▸ **Quoted passage**
[Begin]

A Rebirth in Flame: Ukraine’s Beleaguered Energy System
Russia’s relentless assault on Ukraine’s energy infrastructure and a crisis of governance promise a cold winter. But there is hope ahead.
The Kremlin’s forces have been striking Ukraine’s energy generation and distribution facilities almost daily. Attacks on November 25 alone left more than 40,000 people without power in the Kyiv region, 20,000 in Odesa, 13,000 in Chernihiv, 21,000 in Dnipro, and more than 8,000 in Kharkiv.
Emergency shutdowns were imposed in the Kyiv, Kharkiv, Poltava, and Sumy regions, and hourly scheduled outages and industrial load restrictions are in effect across the country. Residents in the capital say it’s now common to have just three hours of power in the morning and three in the afternoon. The disruptions underline how deeply Russia’s energy war has eroded Ukraine’s resilience as winter is setting in.
This is a vulnerability with long historical roots. For decades, Ukraine’s energy architecture was tightly connected to Russia’s, a legacy of the Soviet integrated grid and a result of dependence on Russian nuclear fuel, spare parts, and gas.
Before the full-scale invasion of 2022, Ukraine’s electricity system was synchronized with Russia and Belarus. In 2021, the last full year before the all-out war, Ukraine reached 158.4bn kWh of electricity production — a 5.2% increase on the previous year — with nuclear power providing 54.4% of all generation and thermal plants 23.5%. Renewables, combined heat and power, and hydropower accounted for the rest.

[End]

▸ **Source data**
[Begin]

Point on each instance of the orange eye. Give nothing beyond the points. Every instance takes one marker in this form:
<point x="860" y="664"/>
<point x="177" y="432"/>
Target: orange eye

[End]

▸ **Work to complete**
A. How would you render this sentence from the article on Ukraine's energy system in Spanish: "Before the full-scale invasion of 2022, Ukraine's electricity system was synchronized with Russia and Belarus."
B. Continue the article on Ukraine's energy system, picking up after its last sentence.

▸ **Responses by task**
A. Antes de la invasión a gran escala de 2022, el sistema eléctrico de Ucrania estaba sincronizado con los de Rusia y Bielorrusia.

B.
Zaporizhzhia nuclear power plant, the largest in Europe, was a central pillar of the system.
By the time Russia began attacking Ukraine’s grid in 2022, Kyiv was already working to reduce dependence on its untrustworthy and aggressive neighbor. In 2015, during the war in Donbas, Moscow’s forces had shelled the Luhansk thermal power plant in Shchastia, foreshadowing the Kremlin’s later campaign of systematic destruction.
Ukraine diversified away from Russian nuclear fuel, becoming the first state in the world to fully eliminate dependence on Rosatom for VVER-type reactors. It also halted direct gas imports from Russia in 2015 and started reforming its electricity markets and regulatory institutions.
This gradual decoupling accelerated dramatically after the full-scale invasion. Ukraine immediately disconnected from the Russian and Belarusian energy system and, just weeks later, joined the European ENTSO-E grid — a milestone originally planned for 2023. This shift fundamentally altered the geopolitical landscape of European energy security.
Russia responded with an increasingly destructive strategy. During the first year of the full-scale war, most strikes focused on substations and distribution nodes, until Moscow shifted to attacks on generation with strikes on thermal power plants, hydropower dams, and renewable installations.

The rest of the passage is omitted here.